Please pick up the newsletter piece on romance reading below and keep writing it from its final sentence onward.

■ **Provided passage**
————————

A romantic challenge

Ritas, their worth and the newsletter redemption

I hope you’re having a very happy holiday! We’re sitting down to procedurally-generated Netflix movies, last-minute grocery deliveries, and panic about bin collection. I hope you’re doing the same!

My friends, who are very bad influences, have suggested that perhaps my newsletter would be more frequent (and more interesting) if I tackled another one of my reading challenges.

In the past (wavy flashback hands):

So what genre comes next?

I’m vetoing science fiction because I just finished assembling The Big Book of Cyberpunk. I’ll be shilling writing meaningful content for that already.

I’m tempted by horror. I think ‘the oldest and strongest emotion’ is something that deserves a lot of consideration right now. But the power of ‘horror’ feels more appropriately examined during the next American election. Cheering, right?

The prose and cons of romance

I have become, over the past decade, a romance reader.

Generally speaking, romance accounts for around a third of my fiction reading: a mahoosive plurality. I’ve read 192 books so far in 2022, says Goodreads. I would categorise around 70 of those as ‘Romance’.

Despite my enjoyment of the category, if you take publishers’ marketing as statement of intent: most romance isn’t really intended for me. This is born out by the numbers. Romance authorship and readership - especially compared to other genres - is disproportionately female. YouGov, for example, has romance readers in the UK as 82% female. (By contrast: 30% of SF, 45% of fantasy, 51% of thriller, and 57% of mystery readers identify as female.)

There are some real and serious problems around inclusivity in romance. But one of the reasons the genre is so interesting to me is that it is starting from a gaze - and by that I mean ‘the default assumption of shared perspective’ - that isn’t mine. Demographically-speaking, at least.

Romance is also explicitly a category about responding to audience needs. What do you desire? What does happiness look like? Most books are predicated on characters looking for emotional fulfilment, but romance books say the quiet parts out loud. The plot, conflict, and resolution are overtly about a person’s quest for happiness.

Romance also understands that what we want can change: based on who we are, where we are, what stage of life we’re in, or simply how we’re feeling at the time. There are romances for every audience segment and every occasion. (There’s a big caveat here - to explore later. Romance is still ‘gatekept’ by editors and retailers, although possibly less than it used to be. That means the genre isn’t entirely responsive: there’s still a top-down imposition of what the powers that be think readers want.)

Romance is also one of the highest-volume and most dynamic parts of publishing. As a cultural and business phenomenon, it runs far ahead of the rest of the sector. By the standards of romance readers, my 70 novels/year is nothing. Romance readers laser through hundreds and hundreds of books in a year. (A friend of mine just read four in one night.) Romance is the FMCG of the book industry: it is consumed.

————————

■ **Excerpted records**
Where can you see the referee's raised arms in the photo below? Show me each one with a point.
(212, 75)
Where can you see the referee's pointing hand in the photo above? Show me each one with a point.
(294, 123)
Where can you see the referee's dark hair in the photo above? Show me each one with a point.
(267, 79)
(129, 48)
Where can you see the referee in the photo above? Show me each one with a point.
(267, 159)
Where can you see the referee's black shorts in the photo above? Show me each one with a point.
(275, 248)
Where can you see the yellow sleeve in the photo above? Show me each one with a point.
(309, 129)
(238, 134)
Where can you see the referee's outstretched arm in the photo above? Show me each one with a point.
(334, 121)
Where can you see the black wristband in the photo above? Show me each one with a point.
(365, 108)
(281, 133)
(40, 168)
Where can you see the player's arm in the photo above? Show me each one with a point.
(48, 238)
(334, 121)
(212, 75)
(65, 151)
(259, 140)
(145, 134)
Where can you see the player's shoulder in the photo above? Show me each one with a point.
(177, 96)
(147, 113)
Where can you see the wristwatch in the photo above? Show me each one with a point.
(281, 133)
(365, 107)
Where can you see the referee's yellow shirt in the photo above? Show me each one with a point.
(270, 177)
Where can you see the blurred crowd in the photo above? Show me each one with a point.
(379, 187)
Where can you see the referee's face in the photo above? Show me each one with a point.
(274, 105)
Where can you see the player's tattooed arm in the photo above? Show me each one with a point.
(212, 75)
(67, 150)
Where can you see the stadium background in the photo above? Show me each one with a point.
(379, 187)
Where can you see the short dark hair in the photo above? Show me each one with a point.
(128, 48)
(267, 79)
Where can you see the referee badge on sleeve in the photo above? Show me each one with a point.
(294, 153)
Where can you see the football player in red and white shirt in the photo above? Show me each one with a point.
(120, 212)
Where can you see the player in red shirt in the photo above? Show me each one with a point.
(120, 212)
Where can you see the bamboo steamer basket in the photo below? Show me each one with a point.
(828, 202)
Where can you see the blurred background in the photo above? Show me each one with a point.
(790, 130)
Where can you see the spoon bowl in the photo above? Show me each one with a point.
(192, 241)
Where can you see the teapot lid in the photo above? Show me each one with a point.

————————

■ **Response below**
As a result, romance generally leads publishing as a retail form in everything from trend awareness to metadata usage. It is commercially important to the sector, and to culture as a whole. Tapping into YouGov again, we can see how young the genre is. 20% of UK romance readers are Gen Z (vs 8% of the population as a whole). Romance similarly significantly over-indexes for Millennials and Gen X, and under-indexes for Boomers and above. Romance is not your grandmother’s genre. (Well, it may be, but it is her grandkids’ as well.)

All of that means: romance is a different perspective, it is (theoretically) audience-focused, and it is valuable as hell.

What’s love got to do with it?

I’m fascinated by the idea of values, and I’m keen to see how they are displayed in romance books. I’m going to use the Rokeach Value Survey again as a quasi-official list. The RVS also handily categorises values in two ways: Terminal (what’s the goal?) and Instrumental (what’s the best way to get there?). I’m curious to see how romance books answer both questions.

The RVS contains forms of ‘love’ in both sets of values, e.g. there’s ‘a love that we strive for’ and also an ‘acting with love gets to us to our goals’. It is really the other values that I find most potentially fascinating. Is the book about achieving an exciting life or a peaceful one? Is it about finding pleasure or earning wisdom? Does it reward courage or forgiveness? Etc. Starting from my assumption that romances are about what readers want, I think there’s a huge amount to draw on in terms of values analysis. (Even an analysis as shoddy and subjective as what I’m going to do.)

As far as process goes, I think I’m going to crib from my earlier attempts:

  • I’m going longitudinal - e.g. I’m going to look at the category over time, rather than a bunch from a single year.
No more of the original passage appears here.